DIRECTIVE | Copy out, unchanged, every line of the items below from the line containing "of the stained" through the last line of the items, with both ends included.

DATA IN THIS EXERCISE |
-=-=-
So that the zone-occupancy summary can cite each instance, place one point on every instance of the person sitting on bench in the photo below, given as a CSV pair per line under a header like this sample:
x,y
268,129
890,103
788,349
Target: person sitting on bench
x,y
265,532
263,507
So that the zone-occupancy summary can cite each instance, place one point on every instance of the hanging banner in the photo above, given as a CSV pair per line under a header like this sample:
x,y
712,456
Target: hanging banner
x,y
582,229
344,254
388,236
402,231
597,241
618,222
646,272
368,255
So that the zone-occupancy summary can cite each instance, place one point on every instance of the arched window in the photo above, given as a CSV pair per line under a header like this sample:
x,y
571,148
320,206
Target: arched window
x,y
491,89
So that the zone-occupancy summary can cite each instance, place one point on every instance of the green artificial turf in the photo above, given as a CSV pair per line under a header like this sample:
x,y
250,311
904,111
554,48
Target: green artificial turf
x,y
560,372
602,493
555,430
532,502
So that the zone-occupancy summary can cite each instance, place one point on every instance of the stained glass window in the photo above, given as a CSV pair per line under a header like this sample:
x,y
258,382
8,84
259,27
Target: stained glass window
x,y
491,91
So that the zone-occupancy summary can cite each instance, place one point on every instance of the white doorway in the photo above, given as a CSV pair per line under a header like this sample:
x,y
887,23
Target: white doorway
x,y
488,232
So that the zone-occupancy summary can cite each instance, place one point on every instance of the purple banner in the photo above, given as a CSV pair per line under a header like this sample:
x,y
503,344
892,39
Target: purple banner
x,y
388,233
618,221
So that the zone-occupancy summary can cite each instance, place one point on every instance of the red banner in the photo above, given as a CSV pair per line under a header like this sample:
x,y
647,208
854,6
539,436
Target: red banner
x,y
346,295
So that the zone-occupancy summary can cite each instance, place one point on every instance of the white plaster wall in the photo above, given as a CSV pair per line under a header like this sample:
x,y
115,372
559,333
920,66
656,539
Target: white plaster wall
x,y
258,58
-=-=-
RESULT OF THE EXERCISE |
So that the zone-occupancy summary can cite each instance, place one point on every instance of the stained glass window in the photo above, given as a CSV pair per line under a header like this sample:
x,y
258,382
8,84
259,27
Target: stained glass window
x,y
491,91
So that the zone-occupancy summary can cite each instance, place one point on every instance of the white doorway in the photo above, given as a CSV pair per line under a header like this sample:
x,y
887,23
Target: white doorway
x,y
488,232
So that the zone-occupancy summary can cite each instance, place one point on every instance of the purple banner in the photo above, given as a CSV pair per line under a header like this sample:
x,y
503,344
892,39
Target: purple banner
x,y
388,233
618,221
So that the zone-occupancy summary can cite each instance, place one point on every instance of the red banner in the photo above, given as a CSV pair per line under a header like this sample:
x,y
647,208
854,6
539,436
Target: red banner
x,y
346,295
So that the zone-occupancy summary can cite each instance, place one point on every instance of the white plaster wall in the photo above, given as a CSV pair per line under a header like this sample:
x,y
115,372
559,333
920,66
656,539
Target: white plaster wall
x,y
258,58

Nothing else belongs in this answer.